##### Exercise inputs

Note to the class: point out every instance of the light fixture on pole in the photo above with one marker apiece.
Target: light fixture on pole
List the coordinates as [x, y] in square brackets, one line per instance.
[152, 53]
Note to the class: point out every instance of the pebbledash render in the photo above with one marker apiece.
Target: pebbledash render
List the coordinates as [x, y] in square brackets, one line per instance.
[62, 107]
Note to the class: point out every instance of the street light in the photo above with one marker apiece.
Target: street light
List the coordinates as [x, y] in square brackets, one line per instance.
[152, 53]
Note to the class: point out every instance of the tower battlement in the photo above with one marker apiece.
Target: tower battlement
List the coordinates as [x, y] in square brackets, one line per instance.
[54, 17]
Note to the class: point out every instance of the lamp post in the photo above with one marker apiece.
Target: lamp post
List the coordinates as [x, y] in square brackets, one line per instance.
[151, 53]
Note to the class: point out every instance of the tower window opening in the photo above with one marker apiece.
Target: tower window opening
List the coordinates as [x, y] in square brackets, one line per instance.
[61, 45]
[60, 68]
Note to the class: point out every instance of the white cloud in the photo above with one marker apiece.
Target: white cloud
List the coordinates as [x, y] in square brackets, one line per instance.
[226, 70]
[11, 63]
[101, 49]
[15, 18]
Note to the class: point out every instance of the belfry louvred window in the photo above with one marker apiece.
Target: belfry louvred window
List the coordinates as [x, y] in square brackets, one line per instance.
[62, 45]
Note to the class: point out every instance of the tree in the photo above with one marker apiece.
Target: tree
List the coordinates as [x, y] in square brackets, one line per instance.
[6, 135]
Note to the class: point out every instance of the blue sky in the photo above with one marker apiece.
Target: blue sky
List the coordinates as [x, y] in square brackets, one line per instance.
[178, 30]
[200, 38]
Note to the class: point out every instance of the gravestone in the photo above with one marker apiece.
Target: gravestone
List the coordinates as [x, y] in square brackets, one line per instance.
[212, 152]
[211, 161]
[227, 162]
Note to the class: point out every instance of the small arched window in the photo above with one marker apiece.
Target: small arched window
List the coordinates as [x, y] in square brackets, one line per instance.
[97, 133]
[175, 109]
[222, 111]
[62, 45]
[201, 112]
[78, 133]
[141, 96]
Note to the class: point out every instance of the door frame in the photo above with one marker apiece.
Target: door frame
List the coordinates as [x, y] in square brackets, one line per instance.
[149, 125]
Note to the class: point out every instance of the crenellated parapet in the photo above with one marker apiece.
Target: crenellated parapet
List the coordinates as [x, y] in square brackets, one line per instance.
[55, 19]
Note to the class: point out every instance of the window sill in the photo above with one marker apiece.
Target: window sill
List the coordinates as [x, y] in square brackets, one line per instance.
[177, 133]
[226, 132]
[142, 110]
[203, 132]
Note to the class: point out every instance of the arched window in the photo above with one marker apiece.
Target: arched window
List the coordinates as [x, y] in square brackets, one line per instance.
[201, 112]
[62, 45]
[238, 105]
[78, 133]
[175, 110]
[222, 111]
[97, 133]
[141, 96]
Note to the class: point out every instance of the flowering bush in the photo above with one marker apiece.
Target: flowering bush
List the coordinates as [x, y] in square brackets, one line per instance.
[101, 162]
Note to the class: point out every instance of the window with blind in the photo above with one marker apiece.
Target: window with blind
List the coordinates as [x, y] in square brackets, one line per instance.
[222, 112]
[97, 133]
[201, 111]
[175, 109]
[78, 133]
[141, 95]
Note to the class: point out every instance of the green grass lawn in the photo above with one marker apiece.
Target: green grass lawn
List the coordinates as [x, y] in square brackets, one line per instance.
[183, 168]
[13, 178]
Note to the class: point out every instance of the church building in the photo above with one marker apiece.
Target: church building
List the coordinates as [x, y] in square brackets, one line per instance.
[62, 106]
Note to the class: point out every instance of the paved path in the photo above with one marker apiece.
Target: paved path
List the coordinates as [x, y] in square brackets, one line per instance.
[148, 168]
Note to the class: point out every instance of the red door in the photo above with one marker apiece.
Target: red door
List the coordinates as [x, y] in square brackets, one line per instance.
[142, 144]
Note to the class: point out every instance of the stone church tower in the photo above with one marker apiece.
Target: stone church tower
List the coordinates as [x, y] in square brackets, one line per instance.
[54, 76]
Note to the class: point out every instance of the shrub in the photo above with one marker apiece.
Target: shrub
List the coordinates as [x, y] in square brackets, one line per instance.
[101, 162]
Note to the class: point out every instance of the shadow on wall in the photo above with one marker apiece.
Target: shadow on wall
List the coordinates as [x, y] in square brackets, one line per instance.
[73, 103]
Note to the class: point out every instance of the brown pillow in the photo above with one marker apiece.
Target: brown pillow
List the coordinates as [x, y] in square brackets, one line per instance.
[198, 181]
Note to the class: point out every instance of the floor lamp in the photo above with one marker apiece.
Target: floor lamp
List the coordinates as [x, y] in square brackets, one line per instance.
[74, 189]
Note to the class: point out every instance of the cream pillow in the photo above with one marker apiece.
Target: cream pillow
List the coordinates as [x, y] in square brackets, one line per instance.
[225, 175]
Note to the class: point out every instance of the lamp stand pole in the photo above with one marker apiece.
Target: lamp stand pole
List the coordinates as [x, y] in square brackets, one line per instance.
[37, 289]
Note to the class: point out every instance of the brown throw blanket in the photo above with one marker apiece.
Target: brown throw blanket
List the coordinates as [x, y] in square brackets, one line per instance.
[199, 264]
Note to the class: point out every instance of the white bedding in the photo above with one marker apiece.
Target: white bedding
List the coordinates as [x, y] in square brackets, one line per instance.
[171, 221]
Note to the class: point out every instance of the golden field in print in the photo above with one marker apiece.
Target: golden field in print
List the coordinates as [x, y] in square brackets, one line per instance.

##########

Task requirements: Extract from the listing above the lines between the line containing "the white cloud" and the line containing "Target: arched window", keeping both of those lines. Output nothing else.

Answer below:
Note to the class: point out every instance of the white cloud in the photo above with one marker apiece.
Target: white cloud
List the coordinates as [x, y] in square brackets, one line per instance.
[226, 70]
[11, 63]
[101, 49]
[15, 18]
Note to the class: point out every instance of the belfry louvred window in the photo above with one marker apiece.
Target: belfry louvred window
List the coordinates as [x, y] in square brackets, one line per instance.
[62, 45]
Note to the class: point out every instance of the tree in the photo above with one marker apiece.
Target: tree
List the coordinates as [x, y] in square brackets, one line per instance.
[6, 135]
Note to the class: point out every instance of the blue sky in the photo above with one marker apiece.
Target: blue sky
List the coordinates as [x, y] in square brackets, one line per instance.
[178, 30]
[200, 38]
Note to the class: point out every instance of the gravestone in the photo above with one marker apiece.
Target: gravestone
List the coordinates as [x, y] in square brackets, one line per instance.
[212, 152]
[211, 161]
[227, 162]
Note to the class: point out every instance of the small arched window in the photo above with one marker apiece.
Target: small arched window
List the coordinates as [x, y] in square brackets, one line per instance.
[97, 133]
[175, 109]
[222, 111]
[62, 45]
[201, 112]
[78, 133]
[141, 96]
Note to the class: point out every instance of the door frame in the photo above with one marker apiece.
Target: door frame
List the coordinates as [x, y] in square brackets, one line per instance.
[149, 125]
Note to the class: point out every instance of the crenellated parapet in the photo above with one marker apiece.
Target: crenellated parapet
List the coordinates as [x, y] in square brackets, one line per instance.
[55, 19]
Note to the class: point out every instance of the window sill in the photo above with one marker apiece.
Target: window sill
List the coordinates as [x, y] in square brackets, one line per instance.
[177, 133]
[226, 132]
[142, 110]
[203, 132]
Note to the class: point out every instance of the arched window in the photo above with one marker apiece.
Target: arched window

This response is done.